§ **WHAT THE TASK ASKS**
Retype, without any change, the first line of the records and every line after it through the one containing "whole-pixel vertices, x".
/---
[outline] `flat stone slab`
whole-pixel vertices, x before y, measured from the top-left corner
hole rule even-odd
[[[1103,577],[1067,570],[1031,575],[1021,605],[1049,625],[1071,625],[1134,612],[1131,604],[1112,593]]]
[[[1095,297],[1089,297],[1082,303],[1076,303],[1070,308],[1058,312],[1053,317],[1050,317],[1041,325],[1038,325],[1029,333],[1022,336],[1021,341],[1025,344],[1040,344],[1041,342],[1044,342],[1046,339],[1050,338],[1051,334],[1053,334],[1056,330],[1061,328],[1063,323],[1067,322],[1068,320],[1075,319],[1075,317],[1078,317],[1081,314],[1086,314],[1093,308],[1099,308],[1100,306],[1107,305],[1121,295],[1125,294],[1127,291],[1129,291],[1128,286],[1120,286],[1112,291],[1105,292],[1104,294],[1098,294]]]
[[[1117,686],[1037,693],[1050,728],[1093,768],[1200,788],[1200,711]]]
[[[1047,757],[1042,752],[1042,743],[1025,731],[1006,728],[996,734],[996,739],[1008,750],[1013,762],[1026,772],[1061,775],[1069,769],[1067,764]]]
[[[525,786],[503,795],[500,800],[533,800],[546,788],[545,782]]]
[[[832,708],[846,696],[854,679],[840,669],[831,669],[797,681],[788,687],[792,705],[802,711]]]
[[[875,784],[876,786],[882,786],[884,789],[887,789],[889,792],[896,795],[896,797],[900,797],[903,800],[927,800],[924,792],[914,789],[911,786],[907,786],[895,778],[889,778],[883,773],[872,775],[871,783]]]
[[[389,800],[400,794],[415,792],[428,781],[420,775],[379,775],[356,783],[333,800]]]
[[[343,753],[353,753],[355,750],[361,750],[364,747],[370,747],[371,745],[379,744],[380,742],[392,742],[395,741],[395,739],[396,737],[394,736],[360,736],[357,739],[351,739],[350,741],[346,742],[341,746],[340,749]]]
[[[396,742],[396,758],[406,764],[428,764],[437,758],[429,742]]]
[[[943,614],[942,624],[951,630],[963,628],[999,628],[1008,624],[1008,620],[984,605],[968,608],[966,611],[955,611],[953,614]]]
\---
§ **RESPONSE AREA**
[outline] `flat stone slab`
whole-pixel vertices, x before y, measured from the top-left corner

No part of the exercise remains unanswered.